■ **Annotated photo localization data**:

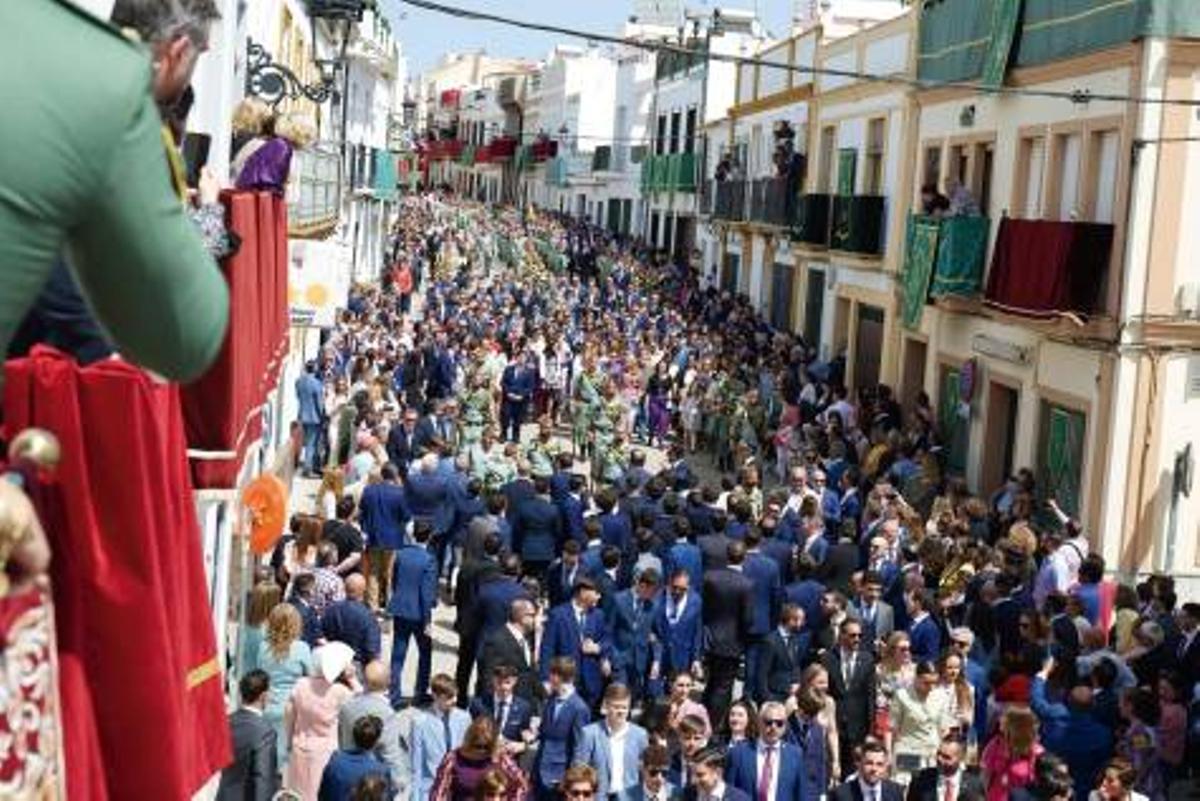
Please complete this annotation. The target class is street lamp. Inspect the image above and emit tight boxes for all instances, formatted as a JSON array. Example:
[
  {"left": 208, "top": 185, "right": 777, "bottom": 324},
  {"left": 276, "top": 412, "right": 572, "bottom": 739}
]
[{"left": 244, "top": 0, "right": 374, "bottom": 107}]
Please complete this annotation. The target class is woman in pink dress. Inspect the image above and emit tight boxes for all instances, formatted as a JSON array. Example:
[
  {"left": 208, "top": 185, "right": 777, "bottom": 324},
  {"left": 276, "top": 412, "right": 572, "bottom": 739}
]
[
  {"left": 981, "top": 706, "right": 1044, "bottom": 801},
  {"left": 284, "top": 642, "right": 360, "bottom": 800}
]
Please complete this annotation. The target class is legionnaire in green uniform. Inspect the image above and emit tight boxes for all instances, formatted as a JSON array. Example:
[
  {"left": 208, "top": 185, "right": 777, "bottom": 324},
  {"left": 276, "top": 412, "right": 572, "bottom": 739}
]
[
  {"left": 571, "top": 356, "right": 603, "bottom": 458},
  {"left": 0, "top": 0, "right": 229, "bottom": 380},
  {"left": 526, "top": 418, "right": 560, "bottom": 479}
]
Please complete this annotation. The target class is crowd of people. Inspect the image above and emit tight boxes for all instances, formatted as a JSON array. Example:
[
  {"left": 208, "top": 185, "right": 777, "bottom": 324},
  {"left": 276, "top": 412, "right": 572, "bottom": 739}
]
[{"left": 217, "top": 192, "right": 1200, "bottom": 801}]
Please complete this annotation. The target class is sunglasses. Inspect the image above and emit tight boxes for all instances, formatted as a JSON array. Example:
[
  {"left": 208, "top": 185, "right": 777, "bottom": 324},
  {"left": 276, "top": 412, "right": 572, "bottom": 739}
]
[
  {"left": 647, "top": 768, "right": 668, "bottom": 777},
  {"left": 763, "top": 718, "right": 788, "bottom": 727},
  {"left": 566, "top": 790, "right": 594, "bottom": 799}
]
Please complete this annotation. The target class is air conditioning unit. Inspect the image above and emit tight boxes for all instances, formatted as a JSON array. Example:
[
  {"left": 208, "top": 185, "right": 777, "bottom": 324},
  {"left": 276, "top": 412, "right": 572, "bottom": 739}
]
[{"left": 1176, "top": 282, "right": 1200, "bottom": 319}]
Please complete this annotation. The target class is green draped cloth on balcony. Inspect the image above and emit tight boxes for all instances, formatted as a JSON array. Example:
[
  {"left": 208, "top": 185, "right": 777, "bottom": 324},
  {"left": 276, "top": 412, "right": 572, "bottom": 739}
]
[
  {"left": 902, "top": 216, "right": 940, "bottom": 330},
  {"left": 371, "top": 149, "right": 397, "bottom": 200},
  {"left": 929, "top": 216, "right": 989, "bottom": 298}
]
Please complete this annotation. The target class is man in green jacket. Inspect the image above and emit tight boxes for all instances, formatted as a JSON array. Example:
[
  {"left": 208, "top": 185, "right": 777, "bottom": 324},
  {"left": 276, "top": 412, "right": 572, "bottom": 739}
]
[{"left": 0, "top": 0, "right": 228, "bottom": 382}]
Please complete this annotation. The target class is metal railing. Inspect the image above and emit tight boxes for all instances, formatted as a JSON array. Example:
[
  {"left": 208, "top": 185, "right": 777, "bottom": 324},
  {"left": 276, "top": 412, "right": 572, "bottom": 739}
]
[{"left": 287, "top": 144, "right": 341, "bottom": 235}]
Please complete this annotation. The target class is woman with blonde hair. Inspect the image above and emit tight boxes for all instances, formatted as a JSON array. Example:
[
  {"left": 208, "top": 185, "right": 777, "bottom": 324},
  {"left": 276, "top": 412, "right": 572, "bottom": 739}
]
[
  {"left": 314, "top": 467, "right": 345, "bottom": 521},
  {"left": 238, "top": 578, "right": 282, "bottom": 673},
  {"left": 236, "top": 110, "right": 314, "bottom": 194},
  {"left": 229, "top": 97, "right": 272, "bottom": 178},
  {"left": 257, "top": 603, "right": 313, "bottom": 768},
  {"left": 875, "top": 631, "right": 915, "bottom": 750},
  {"left": 980, "top": 705, "right": 1044, "bottom": 801},
  {"left": 800, "top": 663, "right": 841, "bottom": 780},
  {"left": 429, "top": 716, "right": 528, "bottom": 800}
]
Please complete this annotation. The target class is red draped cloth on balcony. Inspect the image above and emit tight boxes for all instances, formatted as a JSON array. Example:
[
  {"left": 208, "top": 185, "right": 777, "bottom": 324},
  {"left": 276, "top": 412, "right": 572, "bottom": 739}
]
[
  {"left": 984, "top": 218, "right": 1114, "bottom": 318},
  {"left": 181, "top": 191, "right": 289, "bottom": 489},
  {"left": 4, "top": 348, "right": 231, "bottom": 800}
]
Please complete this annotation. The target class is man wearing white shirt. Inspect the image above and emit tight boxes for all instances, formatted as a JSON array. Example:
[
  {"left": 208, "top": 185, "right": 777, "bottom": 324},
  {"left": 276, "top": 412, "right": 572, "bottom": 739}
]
[
  {"left": 725, "top": 702, "right": 803, "bottom": 801},
  {"left": 572, "top": 683, "right": 649, "bottom": 800},
  {"left": 904, "top": 736, "right": 985, "bottom": 801},
  {"left": 630, "top": 743, "right": 675, "bottom": 801}
]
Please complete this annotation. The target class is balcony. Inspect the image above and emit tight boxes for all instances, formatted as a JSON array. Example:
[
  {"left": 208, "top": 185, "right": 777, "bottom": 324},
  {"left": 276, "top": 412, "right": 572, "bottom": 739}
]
[
  {"left": 592, "top": 145, "right": 612, "bottom": 172},
  {"left": 713, "top": 179, "right": 748, "bottom": 222},
  {"left": 829, "top": 195, "right": 886, "bottom": 256},
  {"left": 531, "top": 138, "right": 558, "bottom": 162},
  {"left": 183, "top": 191, "right": 289, "bottom": 488},
  {"left": 792, "top": 194, "right": 831, "bottom": 246},
  {"left": 656, "top": 41, "right": 707, "bottom": 82},
  {"left": 747, "top": 177, "right": 796, "bottom": 228},
  {"left": 287, "top": 145, "right": 340, "bottom": 237},
  {"left": 984, "top": 218, "right": 1115, "bottom": 318},
  {"left": 426, "top": 138, "right": 464, "bottom": 161},
  {"left": 488, "top": 136, "right": 517, "bottom": 160},
  {"left": 640, "top": 153, "right": 697, "bottom": 194},
  {"left": 901, "top": 214, "right": 990, "bottom": 329}
]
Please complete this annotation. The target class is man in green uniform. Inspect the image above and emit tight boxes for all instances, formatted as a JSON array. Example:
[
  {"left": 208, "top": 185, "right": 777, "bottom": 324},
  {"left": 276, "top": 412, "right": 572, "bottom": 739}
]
[{"left": 0, "top": 0, "right": 228, "bottom": 381}]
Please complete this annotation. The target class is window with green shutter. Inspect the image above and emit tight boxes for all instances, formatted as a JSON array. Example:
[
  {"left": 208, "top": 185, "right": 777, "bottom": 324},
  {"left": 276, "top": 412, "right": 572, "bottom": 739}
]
[
  {"left": 939, "top": 366, "right": 969, "bottom": 476},
  {"left": 1039, "top": 402, "right": 1086, "bottom": 519}
]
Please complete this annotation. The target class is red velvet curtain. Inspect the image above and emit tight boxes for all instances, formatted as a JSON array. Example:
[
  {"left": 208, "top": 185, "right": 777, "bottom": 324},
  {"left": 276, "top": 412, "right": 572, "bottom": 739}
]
[
  {"left": 181, "top": 191, "right": 289, "bottom": 489},
  {"left": 4, "top": 348, "right": 231, "bottom": 799},
  {"left": 984, "top": 218, "right": 1114, "bottom": 318}
]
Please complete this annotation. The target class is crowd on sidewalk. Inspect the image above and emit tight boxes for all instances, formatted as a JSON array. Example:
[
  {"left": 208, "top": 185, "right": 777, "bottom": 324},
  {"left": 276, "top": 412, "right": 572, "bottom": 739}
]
[{"left": 217, "top": 192, "right": 1200, "bottom": 801}]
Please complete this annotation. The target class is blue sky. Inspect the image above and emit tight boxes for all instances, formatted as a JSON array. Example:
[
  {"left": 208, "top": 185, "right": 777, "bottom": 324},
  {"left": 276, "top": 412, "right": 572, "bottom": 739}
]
[{"left": 383, "top": 0, "right": 795, "bottom": 76}]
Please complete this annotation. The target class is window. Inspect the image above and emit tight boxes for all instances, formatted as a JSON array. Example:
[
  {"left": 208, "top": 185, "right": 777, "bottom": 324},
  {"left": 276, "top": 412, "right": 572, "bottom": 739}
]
[
  {"left": 1038, "top": 401, "right": 1087, "bottom": 518},
  {"left": 1088, "top": 129, "right": 1120, "bottom": 223},
  {"left": 922, "top": 144, "right": 943, "bottom": 192},
  {"left": 655, "top": 114, "right": 667, "bottom": 156},
  {"left": 669, "top": 110, "right": 681, "bottom": 154},
  {"left": 1017, "top": 135, "right": 1046, "bottom": 218},
  {"left": 947, "top": 144, "right": 969, "bottom": 187},
  {"left": 939, "top": 365, "right": 969, "bottom": 475},
  {"left": 1052, "top": 132, "right": 1083, "bottom": 220},
  {"left": 865, "top": 117, "right": 885, "bottom": 195},
  {"left": 685, "top": 107, "right": 697, "bottom": 154},
  {"left": 837, "top": 148, "right": 857, "bottom": 196},
  {"left": 972, "top": 142, "right": 995, "bottom": 218},
  {"left": 751, "top": 124, "right": 763, "bottom": 175},
  {"left": 818, "top": 126, "right": 836, "bottom": 193}
]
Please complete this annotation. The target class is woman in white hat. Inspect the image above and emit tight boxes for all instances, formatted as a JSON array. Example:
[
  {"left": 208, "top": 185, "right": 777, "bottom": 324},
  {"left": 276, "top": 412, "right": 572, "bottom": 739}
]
[{"left": 283, "top": 641, "right": 361, "bottom": 799}]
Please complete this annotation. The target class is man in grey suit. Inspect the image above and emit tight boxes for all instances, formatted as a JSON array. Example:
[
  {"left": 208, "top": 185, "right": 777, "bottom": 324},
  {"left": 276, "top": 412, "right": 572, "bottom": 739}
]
[
  {"left": 572, "top": 683, "right": 649, "bottom": 799},
  {"left": 216, "top": 670, "right": 277, "bottom": 801},
  {"left": 338, "top": 661, "right": 408, "bottom": 795},
  {"left": 854, "top": 571, "right": 895, "bottom": 651}
]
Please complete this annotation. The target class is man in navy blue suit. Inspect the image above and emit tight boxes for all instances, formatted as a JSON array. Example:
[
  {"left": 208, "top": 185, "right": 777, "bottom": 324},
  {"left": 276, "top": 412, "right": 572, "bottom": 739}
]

■ **EXERCISE DIRECTIONS**: Wherever the string "blue" is found in the entries, copy the line it sits in.

■ **SOLVED PROBLEM**:
Please complete this annotation. The target class is blue sky. Inspect the image above and emit tight boxes for all instances, formatted as a JSON array. Example:
Please complete this annotation. The target class is man in navy blue suit. Inspect the image above and emit tight boxes for all instances, formatted as a JSON array. Example:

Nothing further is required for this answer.